Coordinate annotation records
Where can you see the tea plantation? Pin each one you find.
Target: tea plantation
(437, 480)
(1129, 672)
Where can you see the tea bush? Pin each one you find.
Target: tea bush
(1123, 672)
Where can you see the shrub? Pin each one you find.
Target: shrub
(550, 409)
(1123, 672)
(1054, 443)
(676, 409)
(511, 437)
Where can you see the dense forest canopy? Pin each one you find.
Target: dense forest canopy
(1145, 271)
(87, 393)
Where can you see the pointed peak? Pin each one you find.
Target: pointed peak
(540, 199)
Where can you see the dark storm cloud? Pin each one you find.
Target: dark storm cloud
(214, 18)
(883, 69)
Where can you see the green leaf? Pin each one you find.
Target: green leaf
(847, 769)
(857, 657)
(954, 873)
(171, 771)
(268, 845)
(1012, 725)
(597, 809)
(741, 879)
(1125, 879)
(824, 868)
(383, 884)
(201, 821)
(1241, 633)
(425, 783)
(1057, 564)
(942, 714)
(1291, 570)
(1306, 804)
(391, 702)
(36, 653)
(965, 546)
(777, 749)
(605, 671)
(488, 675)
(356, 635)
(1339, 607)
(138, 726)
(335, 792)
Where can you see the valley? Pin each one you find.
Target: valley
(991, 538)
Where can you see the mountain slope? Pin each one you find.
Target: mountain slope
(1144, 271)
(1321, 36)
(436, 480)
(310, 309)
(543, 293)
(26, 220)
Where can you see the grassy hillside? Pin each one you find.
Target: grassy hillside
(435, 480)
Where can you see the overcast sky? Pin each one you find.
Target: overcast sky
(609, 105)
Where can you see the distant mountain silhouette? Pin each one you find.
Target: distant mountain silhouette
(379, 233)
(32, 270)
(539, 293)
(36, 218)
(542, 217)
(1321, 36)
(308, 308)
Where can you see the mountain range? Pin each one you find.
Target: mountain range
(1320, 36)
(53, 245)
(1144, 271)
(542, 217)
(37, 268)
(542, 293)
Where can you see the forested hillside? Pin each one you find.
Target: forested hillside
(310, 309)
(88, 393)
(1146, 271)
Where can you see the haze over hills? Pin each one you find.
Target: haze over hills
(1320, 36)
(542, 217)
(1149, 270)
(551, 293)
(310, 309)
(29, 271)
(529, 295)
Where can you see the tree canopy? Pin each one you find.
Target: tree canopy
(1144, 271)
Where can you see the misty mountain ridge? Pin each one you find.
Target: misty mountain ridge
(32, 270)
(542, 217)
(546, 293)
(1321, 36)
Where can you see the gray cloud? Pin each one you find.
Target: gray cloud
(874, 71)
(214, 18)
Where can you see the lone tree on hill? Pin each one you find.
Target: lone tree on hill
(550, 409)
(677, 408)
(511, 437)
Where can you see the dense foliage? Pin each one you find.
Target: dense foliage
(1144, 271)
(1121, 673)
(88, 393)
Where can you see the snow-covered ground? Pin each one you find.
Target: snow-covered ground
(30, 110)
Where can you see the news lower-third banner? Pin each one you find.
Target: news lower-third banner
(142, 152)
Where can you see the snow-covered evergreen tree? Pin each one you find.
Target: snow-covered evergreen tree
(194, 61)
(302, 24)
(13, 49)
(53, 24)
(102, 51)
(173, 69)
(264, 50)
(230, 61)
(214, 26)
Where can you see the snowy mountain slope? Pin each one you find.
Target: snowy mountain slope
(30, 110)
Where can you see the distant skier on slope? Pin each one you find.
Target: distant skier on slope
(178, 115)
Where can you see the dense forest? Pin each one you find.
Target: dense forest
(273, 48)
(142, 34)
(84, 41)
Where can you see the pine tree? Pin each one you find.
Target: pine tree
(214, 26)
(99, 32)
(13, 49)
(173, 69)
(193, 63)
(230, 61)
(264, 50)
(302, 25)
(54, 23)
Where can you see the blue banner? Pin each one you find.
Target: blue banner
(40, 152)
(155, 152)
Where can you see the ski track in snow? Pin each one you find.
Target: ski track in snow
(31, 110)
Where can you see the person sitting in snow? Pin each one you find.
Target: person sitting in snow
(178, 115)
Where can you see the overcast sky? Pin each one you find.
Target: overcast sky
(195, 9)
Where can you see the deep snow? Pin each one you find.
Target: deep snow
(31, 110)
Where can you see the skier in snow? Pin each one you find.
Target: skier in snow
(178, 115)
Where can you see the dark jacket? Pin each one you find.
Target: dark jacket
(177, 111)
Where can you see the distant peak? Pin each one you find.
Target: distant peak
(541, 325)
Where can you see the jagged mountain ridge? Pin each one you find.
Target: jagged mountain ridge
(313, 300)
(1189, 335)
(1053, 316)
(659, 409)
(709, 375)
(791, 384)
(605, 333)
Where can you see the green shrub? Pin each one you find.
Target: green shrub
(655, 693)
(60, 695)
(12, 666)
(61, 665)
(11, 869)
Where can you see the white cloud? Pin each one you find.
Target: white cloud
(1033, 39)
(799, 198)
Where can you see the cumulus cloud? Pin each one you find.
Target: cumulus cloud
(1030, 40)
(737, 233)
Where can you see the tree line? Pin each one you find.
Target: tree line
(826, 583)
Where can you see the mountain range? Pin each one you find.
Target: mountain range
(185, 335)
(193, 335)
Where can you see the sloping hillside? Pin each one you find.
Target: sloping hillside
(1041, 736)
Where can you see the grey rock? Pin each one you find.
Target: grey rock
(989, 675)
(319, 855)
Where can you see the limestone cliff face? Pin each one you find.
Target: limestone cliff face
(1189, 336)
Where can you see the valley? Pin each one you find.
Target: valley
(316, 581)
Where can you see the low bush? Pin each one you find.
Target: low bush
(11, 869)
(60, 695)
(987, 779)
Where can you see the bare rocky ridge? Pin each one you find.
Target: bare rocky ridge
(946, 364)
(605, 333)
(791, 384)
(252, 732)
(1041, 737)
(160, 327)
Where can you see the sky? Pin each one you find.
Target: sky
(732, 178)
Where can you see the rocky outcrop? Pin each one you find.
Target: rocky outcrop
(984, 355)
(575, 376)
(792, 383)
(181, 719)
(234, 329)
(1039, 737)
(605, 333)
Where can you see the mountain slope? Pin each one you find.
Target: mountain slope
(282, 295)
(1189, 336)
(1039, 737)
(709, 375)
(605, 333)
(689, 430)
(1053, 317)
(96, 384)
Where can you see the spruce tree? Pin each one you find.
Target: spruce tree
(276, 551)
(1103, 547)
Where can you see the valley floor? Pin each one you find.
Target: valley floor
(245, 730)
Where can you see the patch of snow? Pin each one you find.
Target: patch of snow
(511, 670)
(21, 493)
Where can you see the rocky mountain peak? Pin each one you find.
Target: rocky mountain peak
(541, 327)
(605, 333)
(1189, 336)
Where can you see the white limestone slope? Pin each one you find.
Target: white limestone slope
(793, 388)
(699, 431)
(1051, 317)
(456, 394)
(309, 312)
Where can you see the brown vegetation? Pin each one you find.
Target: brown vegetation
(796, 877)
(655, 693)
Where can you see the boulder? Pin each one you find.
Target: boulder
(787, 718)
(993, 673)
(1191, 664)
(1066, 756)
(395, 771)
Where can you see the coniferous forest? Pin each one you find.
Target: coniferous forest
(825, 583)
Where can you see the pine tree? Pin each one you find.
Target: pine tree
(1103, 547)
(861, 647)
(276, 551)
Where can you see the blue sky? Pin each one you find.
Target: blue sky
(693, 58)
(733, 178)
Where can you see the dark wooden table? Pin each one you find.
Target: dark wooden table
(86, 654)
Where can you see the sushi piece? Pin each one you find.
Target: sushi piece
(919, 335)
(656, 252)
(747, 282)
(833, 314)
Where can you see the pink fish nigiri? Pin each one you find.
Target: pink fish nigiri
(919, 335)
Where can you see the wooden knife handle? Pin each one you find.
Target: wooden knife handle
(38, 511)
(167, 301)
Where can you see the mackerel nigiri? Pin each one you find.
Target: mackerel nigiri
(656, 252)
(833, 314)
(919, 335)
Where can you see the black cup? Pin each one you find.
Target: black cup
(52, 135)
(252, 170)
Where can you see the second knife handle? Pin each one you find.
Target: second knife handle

WHAT THIS TASK INVOLVES
Carry over every line of the records from the one containing "Where can you see the sushi" through the end of the records, both ends included and requests kept. Add 29 to each number in the coordinates.

COMPLETED TASK
Where can you see the sushi piece? Pin each one you find.
Target: sushi piece
(948, 364)
(685, 281)
(776, 311)
(862, 343)
Where can you see the pink fish nigiri? Pin each one you find.
Target: pink fish nigiri
(948, 364)
Where can you see the wooden knife handle? Pin each one you find.
Target: wooden knife handle
(67, 540)
(196, 330)
Where can you see the mackerel nigiri? Pin each one you find.
Target: mackerel nigiri
(685, 281)
(862, 343)
(948, 364)
Where can you see the black cup? Pin each one you find.
Target: black cup
(81, 164)
(281, 199)
Where can you see the second knife handle? Pin each one you find.
Target: second knife handle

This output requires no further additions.